Start of Source document

Hungary - Special government measures (COVID-19)

  • Global Crisis Resources
  • 20 April 2020

HUNGARY INTRODUCED CRISIS TAXES THAT AFFECTS FOREIGN COMPANIES AS WELL

As of 1 May, Hungary re-enacts the so-called crisis taxes to provide financial support for the measures against the economic crisis caused by the coronavirus. One affects Hungarian banks, the other affects all retail companies, including even foreign webshops delivering products to Hungary. The bank crisis tax is practically the increase of the already existing bank tax’s rate. The increase only applies to this year and any surplus paid due to the increased tax rate can be deducted from the bank tax in the next five years. So this is rather an advance payment than an actual tax.

On the other hand, the retail crisis tax will impose new payment obligation on companies. The tax is based on the net turnover in case of Hungarian companies, or the net turnover from goods delivered to Hungary in case of foreign webshops. The payable tax will be calculated based on different tax rates and will be proportional to the days elapsed from 1 May to the end of the coronavirus crisis.

Practically, the tax affects companies having a turnover in Hungary that exceeds approx. EUR 1.6 million per year. These companies must register in Hungary and declare the tax. The first declaration is due on 31 May 2020. This first instalment will be based on the turnover of 2019 and will equal to 1/12th of the yearly payable tax.

End of Source document

> _Problem A_:
List every calendar date given with a day and month in the article on Hungary's crisis taxes, without repeating any.
> _Problem B_:
Write the next paragraph of the article on Hungary's crisis taxes, picking up after its final sentence.

Start of Extracted material

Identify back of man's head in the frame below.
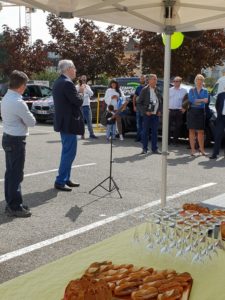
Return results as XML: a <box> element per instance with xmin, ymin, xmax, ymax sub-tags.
<box><xmin>9</xmin><ymin>70</ymin><xmax>28</xmax><ymax>90</ymax></box>
<box><xmin>58</xmin><ymin>59</ymin><xmax>75</xmax><ymax>74</ymax></box>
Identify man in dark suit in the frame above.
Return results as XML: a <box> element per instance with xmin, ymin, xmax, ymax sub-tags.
<box><xmin>139</xmin><ymin>74</ymin><xmax>162</xmax><ymax>154</ymax></box>
<box><xmin>209</xmin><ymin>92</ymin><xmax>225</xmax><ymax>159</ymax></box>
<box><xmin>52</xmin><ymin>59</ymin><xmax>84</xmax><ymax>192</ymax></box>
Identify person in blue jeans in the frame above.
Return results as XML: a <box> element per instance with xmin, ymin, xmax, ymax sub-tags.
<box><xmin>133</xmin><ymin>75</ymin><xmax>146</xmax><ymax>142</ymax></box>
<box><xmin>52</xmin><ymin>59</ymin><xmax>84</xmax><ymax>192</ymax></box>
<box><xmin>106</xmin><ymin>104</ymin><xmax>116</xmax><ymax>141</ymax></box>
<box><xmin>139</xmin><ymin>74</ymin><xmax>162</xmax><ymax>154</ymax></box>
<box><xmin>1</xmin><ymin>70</ymin><xmax>36</xmax><ymax>218</ymax></box>
<box><xmin>76</xmin><ymin>75</ymin><xmax>97</xmax><ymax>139</ymax></box>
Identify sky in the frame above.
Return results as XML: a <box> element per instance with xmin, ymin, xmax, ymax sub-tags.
<box><xmin>0</xmin><ymin>6</ymin><xmax>109</xmax><ymax>43</ymax></box>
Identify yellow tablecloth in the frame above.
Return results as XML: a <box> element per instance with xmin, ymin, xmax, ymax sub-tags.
<box><xmin>0</xmin><ymin>226</ymin><xmax>225</xmax><ymax>300</ymax></box>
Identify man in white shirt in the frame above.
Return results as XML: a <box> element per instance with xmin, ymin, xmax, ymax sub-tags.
<box><xmin>76</xmin><ymin>75</ymin><xmax>97</xmax><ymax>139</ymax></box>
<box><xmin>1</xmin><ymin>70</ymin><xmax>36</xmax><ymax>218</ymax></box>
<box><xmin>169</xmin><ymin>76</ymin><xmax>187</xmax><ymax>146</ymax></box>
<box><xmin>139</xmin><ymin>74</ymin><xmax>163</xmax><ymax>154</ymax></box>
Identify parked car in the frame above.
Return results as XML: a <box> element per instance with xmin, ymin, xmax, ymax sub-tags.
<box><xmin>22</xmin><ymin>83</ymin><xmax>52</xmax><ymax>110</ymax></box>
<box><xmin>31</xmin><ymin>85</ymin><xmax>108</xmax><ymax>123</ymax></box>
<box><xmin>0</xmin><ymin>81</ymin><xmax>52</xmax><ymax>116</ymax></box>
<box><xmin>117</xmin><ymin>79</ymin><xmax>216</xmax><ymax>146</ymax></box>
<box><xmin>31</xmin><ymin>96</ymin><xmax>55</xmax><ymax>123</ymax></box>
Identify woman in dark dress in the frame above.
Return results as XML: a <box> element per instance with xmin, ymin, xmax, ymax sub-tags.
<box><xmin>187</xmin><ymin>74</ymin><xmax>208</xmax><ymax>156</ymax></box>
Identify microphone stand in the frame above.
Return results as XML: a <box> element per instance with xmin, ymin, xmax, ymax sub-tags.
<box><xmin>89</xmin><ymin>132</ymin><xmax>122</xmax><ymax>198</ymax></box>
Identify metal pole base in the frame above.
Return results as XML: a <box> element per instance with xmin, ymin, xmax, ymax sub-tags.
<box><xmin>89</xmin><ymin>176</ymin><xmax>122</xmax><ymax>198</ymax></box>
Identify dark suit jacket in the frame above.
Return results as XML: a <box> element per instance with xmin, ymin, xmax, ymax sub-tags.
<box><xmin>138</xmin><ymin>85</ymin><xmax>162</xmax><ymax>115</ymax></box>
<box><xmin>52</xmin><ymin>75</ymin><xmax>83</xmax><ymax>135</ymax></box>
<box><xmin>215</xmin><ymin>92</ymin><xmax>225</xmax><ymax>119</ymax></box>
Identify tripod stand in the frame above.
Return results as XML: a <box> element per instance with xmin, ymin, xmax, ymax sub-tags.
<box><xmin>89</xmin><ymin>132</ymin><xmax>122</xmax><ymax>198</ymax></box>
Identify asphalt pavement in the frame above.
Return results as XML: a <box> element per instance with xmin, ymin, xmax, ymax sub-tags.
<box><xmin>0</xmin><ymin>123</ymin><xmax>225</xmax><ymax>283</ymax></box>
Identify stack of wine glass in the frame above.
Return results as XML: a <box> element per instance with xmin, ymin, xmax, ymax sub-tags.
<box><xmin>133</xmin><ymin>208</ymin><xmax>225</xmax><ymax>263</ymax></box>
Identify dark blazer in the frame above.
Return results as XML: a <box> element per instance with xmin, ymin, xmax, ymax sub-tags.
<box><xmin>52</xmin><ymin>75</ymin><xmax>84</xmax><ymax>135</ymax></box>
<box><xmin>215</xmin><ymin>92</ymin><xmax>225</xmax><ymax>119</ymax></box>
<box><xmin>138</xmin><ymin>85</ymin><xmax>163</xmax><ymax>115</ymax></box>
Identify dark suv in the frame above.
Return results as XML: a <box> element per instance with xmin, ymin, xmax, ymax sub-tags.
<box><xmin>117</xmin><ymin>79</ymin><xmax>216</xmax><ymax>146</ymax></box>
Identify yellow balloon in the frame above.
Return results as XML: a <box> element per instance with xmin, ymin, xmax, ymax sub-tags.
<box><xmin>162</xmin><ymin>32</ymin><xmax>184</xmax><ymax>50</ymax></box>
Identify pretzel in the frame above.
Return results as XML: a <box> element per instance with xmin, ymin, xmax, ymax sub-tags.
<box><xmin>114</xmin><ymin>282</ymin><xmax>140</xmax><ymax>296</ymax></box>
<box><xmin>131</xmin><ymin>287</ymin><xmax>158</xmax><ymax>300</ymax></box>
<box><xmin>158</xmin><ymin>281</ymin><xmax>182</xmax><ymax>293</ymax></box>
<box><xmin>143</xmin><ymin>274</ymin><xmax>166</xmax><ymax>282</ymax></box>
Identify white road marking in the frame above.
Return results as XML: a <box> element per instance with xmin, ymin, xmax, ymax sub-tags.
<box><xmin>0</xmin><ymin>182</ymin><xmax>217</xmax><ymax>263</ymax></box>
<box><xmin>29</xmin><ymin>129</ymin><xmax>57</xmax><ymax>135</ymax></box>
<box><xmin>0</xmin><ymin>163</ymin><xmax>96</xmax><ymax>182</ymax></box>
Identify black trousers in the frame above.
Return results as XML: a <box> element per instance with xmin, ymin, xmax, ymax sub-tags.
<box><xmin>169</xmin><ymin>109</ymin><xmax>183</xmax><ymax>142</ymax></box>
<box><xmin>2</xmin><ymin>133</ymin><xmax>26</xmax><ymax>210</ymax></box>
<box><xmin>213</xmin><ymin>116</ymin><xmax>225</xmax><ymax>156</ymax></box>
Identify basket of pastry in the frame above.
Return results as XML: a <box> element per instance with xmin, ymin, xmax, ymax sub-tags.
<box><xmin>63</xmin><ymin>276</ymin><xmax>112</xmax><ymax>300</ymax></box>
<box><xmin>81</xmin><ymin>261</ymin><xmax>193</xmax><ymax>300</ymax></box>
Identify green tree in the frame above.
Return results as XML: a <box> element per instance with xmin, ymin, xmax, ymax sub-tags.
<box><xmin>47</xmin><ymin>14</ymin><xmax>135</xmax><ymax>82</ymax></box>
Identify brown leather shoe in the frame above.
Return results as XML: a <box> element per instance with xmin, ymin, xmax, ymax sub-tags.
<box><xmin>54</xmin><ymin>183</ymin><xmax>72</xmax><ymax>192</ymax></box>
<box><xmin>66</xmin><ymin>180</ymin><xmax>80</xmax><ymax>187</ymax></box>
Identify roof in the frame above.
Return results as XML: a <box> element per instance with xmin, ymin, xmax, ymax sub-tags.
<box><xmin>4</xmin><ymin>0</ymin><xmax>225</xmax><ymax>33</ymax></box>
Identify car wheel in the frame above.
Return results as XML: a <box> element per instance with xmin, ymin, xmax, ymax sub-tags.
<box><xmin>36</xmin><ymin>119</ymin><xmax>46</xmax><ymax>123</ymax></box>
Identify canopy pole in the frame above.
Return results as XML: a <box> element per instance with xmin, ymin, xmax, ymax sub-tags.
<box><xmin>161</xmin><ymin>32</ymin><xmax>172</xmax><ymax>208</ymax></box>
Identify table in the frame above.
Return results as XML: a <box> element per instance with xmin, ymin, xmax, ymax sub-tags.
<box><xmin>0</xmin><ymin>224</ymin><xmax>225</xmax><ymax>300</ymax></box>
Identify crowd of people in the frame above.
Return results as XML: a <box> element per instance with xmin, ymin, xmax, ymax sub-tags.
<box><xmin>1</xmin><ymin>60</ymin><xmax>225</xmax><ymax>218</ymax></box>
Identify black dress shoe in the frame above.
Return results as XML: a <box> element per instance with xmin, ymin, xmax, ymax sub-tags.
<box><xmin>66</xmin><ymin>180</ymin><xmax>80</xmax><ymax>187</ymax></box>
<box><xmin>209</xmin><ymin>155</ymin><xmax>217</xmax><ymax>159</ymax></box>
<box><xmin>5</xmin><ymin>206</ymin><xmax>32</xmax><ymax>218</ymax></box>
<box><xmin>54</xmin><ymin>183</ymin><xmax>72</xmax><ymax>192</ymax></box>
<box><xmin>140</xmin><ymin>150</ymin><xmax>147</xmax><ymax>155</ymax></box>
<box><xmin>5</xmin><ymin>204</ymin><xmax>30</xmax><ymax>214</ymax></box>
<box><xmin>152</xmin><ymin>150</ymin><xmax>162</xmax><ymax>155</ymax></box>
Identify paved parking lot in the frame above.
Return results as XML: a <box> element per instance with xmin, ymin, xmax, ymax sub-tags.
<box><xmin>0</xmin><ymin>123</ymin><xmax>225</xmax><ymax>282</ymax></box>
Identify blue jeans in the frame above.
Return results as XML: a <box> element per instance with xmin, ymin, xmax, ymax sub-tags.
<box><xmin>106</xmin><ymin>124</ymin><xmax>116</xmax><ymax>139</ymax></box>
<box><xmin>136</xmin><ymin>111</ymin><xmax>143</xmax><ymax>141</ymax></box>
<box><xmin>55</xmin><ymin>132</ymin><xmax>77</xmax><ymax>185</ymax></box>
<box><xmin>142</xmin><ymin>115</ymin><xmax>159</xmax><ymax>152</ymax></box>
<box><xmin>82</xmin><ymin>105</ymin><xmax>94</xmax><ymax>136</ymax></box>
<box><xmin>213</xmin><ymin>116</ymin><xmax>225</xmax><ymax>156</ymax></box>
<box><xmin>2</xmin><ymin>133</ymin><xmax>26</xmax><ymax>210</ymax></box>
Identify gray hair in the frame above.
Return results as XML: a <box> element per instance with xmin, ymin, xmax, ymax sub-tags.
<box><xmin>148</xmin><ymin>74</ymin><xmax>157</xmax><ymax>80</ymax></box>
<box><xmin>58</xmin><ymin>59</ymin><xmax>75</xmax><ymax>74</ymax></box>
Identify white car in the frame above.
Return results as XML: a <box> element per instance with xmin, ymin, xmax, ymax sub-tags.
<box><xmin>31</xmin><ymin>96</ymin><xmax>55</xmax><ymax>122</ymax></box>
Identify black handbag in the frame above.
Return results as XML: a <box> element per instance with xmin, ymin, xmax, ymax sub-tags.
<box><xmin>71</xmin><ymin>110</ymin><xmax>84</xmax><ymax>135</ymax></box>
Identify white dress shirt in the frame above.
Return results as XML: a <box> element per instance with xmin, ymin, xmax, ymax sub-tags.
<box><xmin>76</xmin><ymin>84</ymin><xmax>94</xmax><ymax>106</ymax></box>
<box><xmin>150</xmin><ymin>87</ymin><xmax>159</xmax><ymax>115</ymax></box>
<box><xmin>169</xmin><ymin>87</ymin><xmax>187</xmax><ymax>109</ymax></box>
<box><xmin>1</xmin><ymin>89</ymin><xmax>36</xmax><ymax>136</ymax></box>
<box><xmin>104</xmin><ymin>88</ymin><xmax>126</xmax><ymax>110</ymax></box>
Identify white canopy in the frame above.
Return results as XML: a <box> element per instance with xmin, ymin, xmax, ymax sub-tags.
<box><xmin>4</xmin><ymin>0</ymin><xmax>225</xmax><ymax>32</ymax></box>
<box><xmin>4</xmin><ymin>0</ymin><xmax>225</xmax><ymax>206</ymax></box>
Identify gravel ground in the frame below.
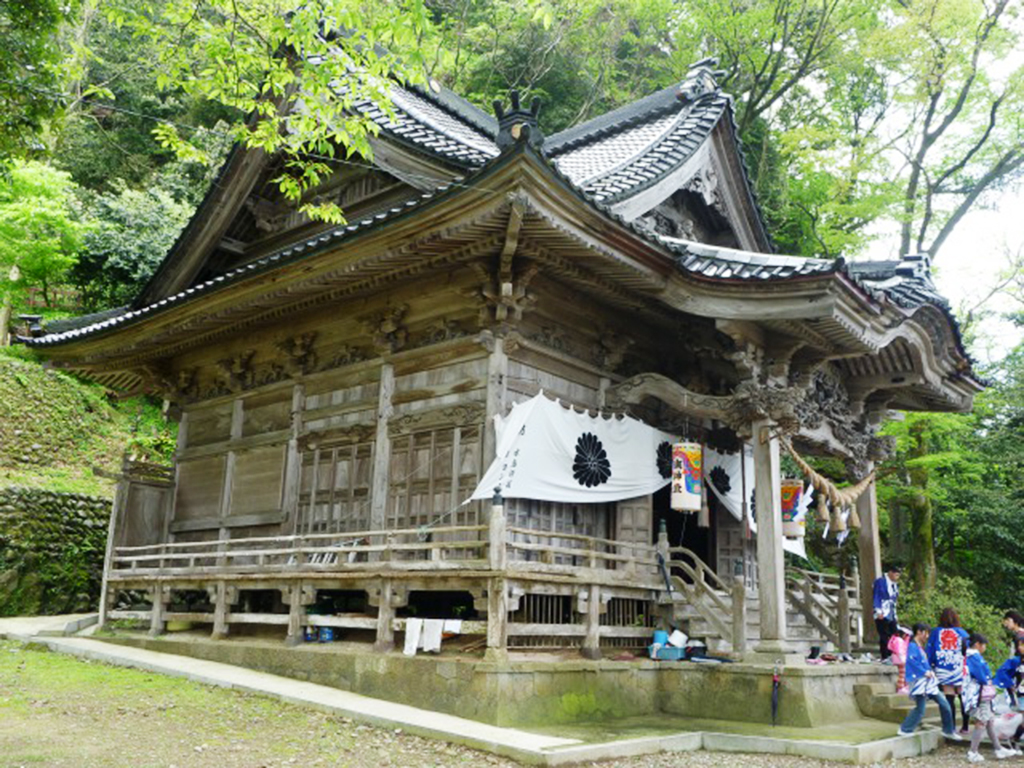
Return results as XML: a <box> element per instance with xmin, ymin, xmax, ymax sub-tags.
<box><xmin>0</xmin><ymin>643</ymin><xmax>987</xmax><ymax>768</ymax></box>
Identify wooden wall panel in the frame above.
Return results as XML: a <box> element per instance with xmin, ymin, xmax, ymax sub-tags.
<box><xmin>174</xmin><ymin>456</ymin><xmax>226</xmax><ymax>520</ymax></box>
<box><xmin>188</xmin><ymin>402</ymin><xmax>231</xmax><ymax>447</ymax></box>
<box><xmin>119</xmin><ymin>482</ymin><xmax>171</xmax><ymax>547</ymax></box>
<box><xmin>242</xmin><ymin>389</ymin><xmax>292</xmax><ymax>437</ymax></box>
<box><xmin>229</xmin><ymin>445</ymin><xmax>285</xmax><ymax>515</ymax></box>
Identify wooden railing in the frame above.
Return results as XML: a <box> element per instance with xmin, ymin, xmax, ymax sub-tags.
<box><xmin>112</xmin><ymin>525</ymin><xmax>487</xmax><ymax>575</ymax></box>
<box><xmin>785</xmin><ymin>567</ymin><xmax>861</xmax><ymax>653</ymax></box>
<box><xmin>506</xmin><ymin>527</ymin><xmax>657</xmax><ymax>581</ymax></box>
<box><xmin>666</xmin><ymin>547</ymin><xmax>745</xmax><ymax>652</ymax></box>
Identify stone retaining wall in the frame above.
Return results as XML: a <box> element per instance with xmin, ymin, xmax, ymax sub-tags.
<box><xmin>0</xmin><ymin>486</ymin><xmax>111</xmax><ymax>615</ymax></box>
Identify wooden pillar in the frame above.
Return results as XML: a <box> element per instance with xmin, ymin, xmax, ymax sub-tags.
<box><xmin>580</xmin><ymin>584</ymin><xmax>601</xmax><ymax>659</ymax></box>
<box><xmin>732</xmin><ymin>573</ymin><xmax>746</xmax><ymax>653</ymax></box>
<box><xmin>370</xmin><ymin>362</ymin><xmax>394</xmax><ymax>536</ymax></box>
<box><xmin>374</xmin><ymin>579</ymin><xmax>394</xmax><ymax>653</ymax></box>
<box><xmin>483</xmin><ymin>336</ymin><xmax>509</xmax><ymax>467</ymax></box>
<box><xmin>836</xmin><ymin>574</ymin><xmax>851</xmax><ymax>653</ymax></box>
<box><xmin>487</xmin><ymin>490</ymin><xmax>508</xmax><ymax>571</ymax></box>
<box><xmin>483</xmin><ymin>577</ymin><xmax>509</xmax><ymax>662</ymax></box>
<box><xmin>281</xmin><ymin>584</ymin><xmax>316</xmax><ymax>645</ymax></box>
<box><xmin>206</xmin><ymin>582</ymin><xmax>238</xmax><ymax>640</ymax></box>
<box><xmin>282</xmin><ymin>384</ymin><xmax>303</xmax><ymax>534</ymax></box>
<box><xmin>150</xmin><ymin>583</ymin><xmax>171</xmax><ymax>637</ymax></box>
<box><xmin>857</xmin><ymin>473</ymin><xmax>882</xmax><ymax>644</ymax></box>
<box><xmin>98</xmin><ymin>470</ymin><xmax>131</xmax><ymax>629</ymax></box>
<box><xmin>753</xmin><ymin>420</ymin><xmax>790</xmax><ymax>653</ymax></box>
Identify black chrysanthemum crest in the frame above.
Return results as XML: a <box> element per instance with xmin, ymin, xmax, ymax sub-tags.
<box><xmin>656</xmin><ymin>440</ymin><xmax>672</xmax><ymax>480</ymax></box>
<box><xmin>710</xmin><ymin>467</ymin><xmax>732</xmax><ymax>496</ymax></box>
<box><xmin>572</xmin><ymin>432</ymin><xmax>611</xmax><ymax>488</ymax></box>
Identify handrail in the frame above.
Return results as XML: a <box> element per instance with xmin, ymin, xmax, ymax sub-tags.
<box><xmin>115</xmin><ymin>525</ymin><xmax>487</xmax><ymax>552</ymax></box>
<box><xmin>666</xmin><ymin>547</ymin><xmax>736</xmax><ymax>648</ymax></box>
<box><xmin>785</xmin><ymin>567</ymin><xmax>860</xmax><ymax>646</ymax></box>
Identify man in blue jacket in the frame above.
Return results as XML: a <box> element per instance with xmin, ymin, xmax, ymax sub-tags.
<box><xmin>871</xmin><ymin>565</ymin><xmax>902</xmax><ymax>662</ymax></box>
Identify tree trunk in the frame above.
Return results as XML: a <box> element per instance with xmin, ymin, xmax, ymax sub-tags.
<box><xmin>907</xmin><ymin>424</ymin><xmax>936</xmax><ymax>595</ymax></box>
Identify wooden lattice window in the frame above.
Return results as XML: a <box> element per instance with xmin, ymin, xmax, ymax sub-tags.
<box><xmin>299</xmin><ymin>440</ymin><xmax>374</xmax><ymax>534</ymax></box>
<box><xmin>387</xmin><ymin>425</ymin><xmax>481</xmax><ymax>529</ymax></box>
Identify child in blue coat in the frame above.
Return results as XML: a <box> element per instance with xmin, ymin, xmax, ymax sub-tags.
<box><xmin>899</xmin><ymin>623</ymin><xmax>961</xmax><ymax>741</ymax></box>
<box><xmin>964</xmin><ymin>634</ymin><xmax>1016</xmax><ymax>763</ymax></box>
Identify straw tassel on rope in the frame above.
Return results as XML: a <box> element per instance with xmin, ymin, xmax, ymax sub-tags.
<box><xmin>779</xmin><ymin>439</ymin><xmax>874</xmax><ymax>530</ymax></box>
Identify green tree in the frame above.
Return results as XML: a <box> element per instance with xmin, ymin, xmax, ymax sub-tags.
<box><xmin>0</xmin><ymin>161</ymin><xmax>84</xmax><ymax>344</ymax></box>
<box><xmin>71</xmin><ymin>182</ymin><xmax>193</xmax><ymax>309</ymax></box>
<box><xmin>0</xmin><ymin>0</ymin><xmax>75</xmax><ymax>165</ymax></box>
<box><xmin>104</xmin><ymin>0</ymin><xmax>432</xmax><ymax>221</ymax></box>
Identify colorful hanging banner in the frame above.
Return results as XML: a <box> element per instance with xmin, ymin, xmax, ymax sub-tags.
<box><xmin>671</xmin><ymin>442</ymin><xmax>703</xmax><ymax>512</ymax></box>
<box><xmin>781</xmin><ymin>477</ymin><xmax>807</xmax><ymax>538</ymax></box>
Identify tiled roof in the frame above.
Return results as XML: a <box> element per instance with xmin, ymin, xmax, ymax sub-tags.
<box><xmin>358</xmin><ymin>84</ymin><xmax>499</xmax><ymax>166</ymax></box>
<box><xmin>545</xmin><ymin>62</ymin><xmax>729</xmax><ymax>203</ymax></box>
<box><xmin>22</xmin><ymin>184</ymin><xmax>451</xmax><ymax>346</ymax></box>
<box><xmin>658</xmin><ymin>236</ymin><xmax>837</xmax><ymax>280</ymax></box>
<box><xmin>658</xmin><ymin>236</ymin><xmax>951</xmax><ymax>317</ymax></box>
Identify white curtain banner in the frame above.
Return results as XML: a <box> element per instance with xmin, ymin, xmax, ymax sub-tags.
<box><xmin>471</xmin><ymin>392</ymin><xmax>677</xmax><ymax>504</ymax></box>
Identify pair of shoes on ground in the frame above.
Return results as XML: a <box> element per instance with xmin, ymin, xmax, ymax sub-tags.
<box><xmin>967</xmin><ymin>750</ymin><xmax>1017</xmax><ymax>763</ymax></box>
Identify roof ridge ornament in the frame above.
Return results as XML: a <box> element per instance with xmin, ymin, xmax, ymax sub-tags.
<box><xmin>495</xmin><ymin>90</ymin><xmax>544</xmax><ymax>153</ymax></box>
<box><xmin>896</xmin><ymin>252</ymin><xmax>932</xmax><ymax>280</ymax></box>
<box><xmin>676</xmin><ymin>56</ymin><xmax>724</xmax><ymax>101</ymax></box>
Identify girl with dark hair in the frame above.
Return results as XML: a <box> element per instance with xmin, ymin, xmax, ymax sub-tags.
<box><xmin>925</xmin><ymin>608</ymin><xmax>968</xmax><ymax>732</ymax></box>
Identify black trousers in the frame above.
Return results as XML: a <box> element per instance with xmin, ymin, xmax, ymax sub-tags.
<box><xmin>874</xmin><ymin>618</ymin><xmax>896</xmax><ymax>658</ymax></box>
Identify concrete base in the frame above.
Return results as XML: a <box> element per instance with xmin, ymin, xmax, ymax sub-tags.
<box><xmin>0</xmin><ymin>620</ymin><xmax>940</xmax><ymax>766</ymax></box>
<box><xmin>743</xmin><ymin>648</ymin><xmax>807</xmax><ymax>669</ymax></box>
<box><xmin>96</xmin><ymin>633</ymin><xmax>891</xmax><ymax>728</ymax></box>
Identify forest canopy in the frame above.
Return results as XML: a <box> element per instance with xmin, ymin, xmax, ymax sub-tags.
<box><xmin>0</xmin><ymin>0</ymin><xmax>1024</xmax><ymax>607</ymax></box>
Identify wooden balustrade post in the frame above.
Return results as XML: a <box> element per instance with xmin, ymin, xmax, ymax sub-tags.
<box><xmin>150</xmin><ymin>583</ymin><xmax>171</xmax><ymax>637</ymax></box>
<box><xmin>836</xmin><ymin>574</ymin><xmax>851</xmax><ymax>653</ymax></box>
<box><xmin>580</xmin><ymin>584</ymin><xmax>601</xmax><ymax>659</ymax></box>
<box><xmin>206</xmin><ymin>582</ymin><xmax>238</xmax><ymax>640</ymax></box>
<box><xmin>281</xmin><ymin>584</ymin><xmax>316</xmax><ymax>645</ymax></box>
<box><xmin>374</xmin><ymin>579</ymin><xmax>394</xmax><ymax>653</ymax></box>
<box><xmin>801</xmin><ymin>574</ymin><xmax>818</xmax><ymax>615</ymax></box>
<box><xmin>483</xmin><ymin>581</ymin><xmax>509</xmax><ymax>663</ymax></box>
<box><xmin>98</xmin><ymin>479</ymin><xmax>131</xmax><ymax>629</ymax></box>
<box><xmin>732</xmin><ymin>575</ymin><xmax>746</xmax><ymax>653</ymax></box>
<box><xmin>487</xmin><ymin>487</ymin><xmax>508</xmax><ymax>573</ymax></box>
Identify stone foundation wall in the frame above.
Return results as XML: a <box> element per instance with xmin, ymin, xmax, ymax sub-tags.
<box><xmin>0</xmin><ymin>487</ymin><xmax>111</xmax><ymax>615</ymax></box>
<box><xmin>97</xmin><ymin>634</ymin><xmax>890</xmax><ymax>727</ymax></box>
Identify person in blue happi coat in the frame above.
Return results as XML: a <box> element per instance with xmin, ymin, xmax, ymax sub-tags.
<box><xmin>964</xmin><ymin>632</ymin><xmax>1016</xmax><ymax>763</ymax></box>
<box><xmin>925</xmin><ymin>608</ymin><xmax>968</xmax><ymax>733</ymax></box>
<box><xmin>899</xmin><ymin>623</ymin><xmax>961</xmax><ymax>741</ymax></box>
<box><xmin>871</xmin><ymin>565</ymin><xmax>912</xmax><ymax>662</ymax></box>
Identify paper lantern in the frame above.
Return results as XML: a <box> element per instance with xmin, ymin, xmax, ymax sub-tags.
<box><xmin>672</xmin><ymin>442</ymin><xmax>703</xmax><ymax>512</ymax></box>
<box><xmin>781</xmin><ymin>477</ymin><xmax>807</xmax><ymax>538</ymax></box>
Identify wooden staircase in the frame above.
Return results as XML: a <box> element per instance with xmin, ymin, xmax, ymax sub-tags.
<box><xmin>663</xmin><ymin>547</ymin><xmax>857</xmax><ymax>652</ymax></box>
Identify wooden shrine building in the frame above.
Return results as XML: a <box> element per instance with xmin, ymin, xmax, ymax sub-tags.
<box><xmin>26</xmin><ymin>61</ymin><xmax>981</xmax><ymax>657</ymax></box>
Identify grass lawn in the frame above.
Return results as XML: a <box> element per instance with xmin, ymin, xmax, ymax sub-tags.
<box><xmin>0</xmin><ymin>642</ymin><xmax>515</xmax><ymax>768</ymax></box>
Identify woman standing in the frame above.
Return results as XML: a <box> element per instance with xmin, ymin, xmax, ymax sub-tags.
<box><xmin>925</xmin><ymin>608</ymin><xmax>968</xmax><ymax>732</ymax></box>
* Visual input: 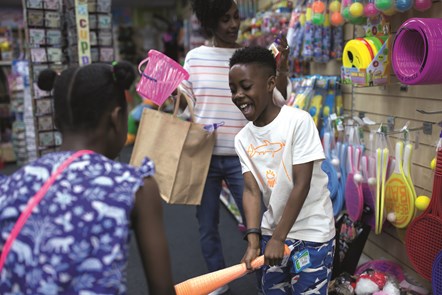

End of Extracted material

> _Exercise answer A_:
20 April 2020
1 May
31 May 2020

> _Exercise answer B_:
HUNGARIAN WAGE SUBSIDY

Hungary also introduced a measure similar to the German “Kurzarbeit” system. The Hungarian version provides support for companies that are forced to reduce the employees workhours to 50-70% of a full time employment. In this case, the government pays the employee 70% of the amount by which his or her salary decreased due to the part-time employment for up to three months. This effectively means a government support equaling to 20-35% of the employee’s original salary.

To apply for the support, a company must submit a joint request with its employee to the National Employment Agency. The request must show that there is a strong and direct link between the coronavirus crisis and the reduction of the workhours. The company must also present why it is a national economic interest to keep the company’s employees. The company should also maintain its number of employees until at least one month after the government’s subsidy elapsed.

A company can request the support only once, so it is very important to include all affected employees to the request. The Employment Agency has the discretion to grant the support or deny it. The decision is final and binding and there are no legal remedies against any denial.